**Exercise prompt:**
Give everything from the line containing "fan blade in" down to the last line of the items below as a JSON list of strings, one string per line and no blank lines.
======== Data for this task ========
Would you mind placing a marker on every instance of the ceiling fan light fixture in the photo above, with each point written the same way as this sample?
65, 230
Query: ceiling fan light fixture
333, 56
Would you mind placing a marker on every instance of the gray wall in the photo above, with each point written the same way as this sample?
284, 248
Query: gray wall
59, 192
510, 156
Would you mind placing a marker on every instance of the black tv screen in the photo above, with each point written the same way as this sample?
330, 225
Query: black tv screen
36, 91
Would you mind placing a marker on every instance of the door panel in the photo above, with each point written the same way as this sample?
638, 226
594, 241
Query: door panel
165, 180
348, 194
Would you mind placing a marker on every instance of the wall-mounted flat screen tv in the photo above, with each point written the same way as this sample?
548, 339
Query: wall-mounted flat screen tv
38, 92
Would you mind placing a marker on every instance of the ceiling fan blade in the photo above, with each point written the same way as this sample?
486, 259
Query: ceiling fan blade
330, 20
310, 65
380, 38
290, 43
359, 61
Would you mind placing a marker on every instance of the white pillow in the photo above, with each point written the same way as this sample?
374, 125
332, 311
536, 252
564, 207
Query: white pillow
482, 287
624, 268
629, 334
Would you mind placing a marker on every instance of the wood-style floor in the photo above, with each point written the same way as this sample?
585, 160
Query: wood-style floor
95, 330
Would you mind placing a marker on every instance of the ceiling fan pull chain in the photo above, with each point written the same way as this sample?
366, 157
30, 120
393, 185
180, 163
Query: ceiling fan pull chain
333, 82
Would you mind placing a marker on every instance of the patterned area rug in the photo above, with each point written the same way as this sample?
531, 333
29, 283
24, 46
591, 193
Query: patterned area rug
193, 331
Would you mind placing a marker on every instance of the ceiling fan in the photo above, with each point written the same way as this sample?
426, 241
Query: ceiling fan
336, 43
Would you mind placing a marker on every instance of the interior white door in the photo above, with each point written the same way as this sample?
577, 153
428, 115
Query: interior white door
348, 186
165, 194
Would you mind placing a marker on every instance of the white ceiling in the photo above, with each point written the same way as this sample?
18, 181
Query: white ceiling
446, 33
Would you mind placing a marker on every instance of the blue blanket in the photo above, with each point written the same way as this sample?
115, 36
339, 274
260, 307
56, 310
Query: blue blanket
========
**In response:**
[
  "Would you mind placing a marker on every instance of the ceiling fan blade in the photo above, with each point written the same way as this sample?",
  "486, 259",
  "Query: ceiling fan blade",
  "330, 20",
  "310, 65",
  "380, 38",
  "290, 43",
  "359, 61",
  "Would you mind placing a marker on every instance of the white pillow in the photo above, with each point written the same way as this sample?",
  "374, 125",
  "332, 311",
  "536, 252",
  "564, 207",
  "Query: white pillow",
  "482, 287",
  "624, 268",
  "629, 334",
  "Would you mind placing a marker on every instance of the wood-style floor in the photo above, with each point written the same way as this sample?",
  "585, 160",
  "Query: wood-style floor",
  "95, 330",
  "Would you mind placing a marker on every instance of the ceiling fan pull chain in the photo above, with each point written the same way as this sample?",
  "366, 157",
  "30, 120",
  "393, 185",
  "180, 163",
  "Query: ceiling fan pull chain",
  "333, 82",
  "Would you mind placing a marker on every instance of the patterned area rug in the photo above, with each point written the same way as this sample?",
  "531, 333",
  "29, 283",
  "24, 46",
  "591, 193",
  "Query: patterned area rug",
  "193, 331",
  "Would you mind placing a marker on every instance of the ceiling fan in the photo above, with each point written the same way as this sample?",
  "426, 241",
  "Query: ceiling fan",
  "336, 43",
  "Would you mind placing a marker on every instance of the interior white door in the photo above, with each point written the same way as this sample?",
  "577, 153",
  "428, 115",
  "Query: interior white door",
  "348, 186",
  "165, 194",
  "Would you mind placing a marker on every instance of the white ceiling in the photo above, with each point written the same way as this sample?",
  "18, 181",
  "Query: white ceiling",
  "446, 33",
  "Would you mind placing a marker on every instance of the blue blanket in the photo above, with each point written the same way as this sample?",
  "115, 36",
  "339, 274",
  "260, 307",
  "56, 310",
  "Query: blue blanket"
]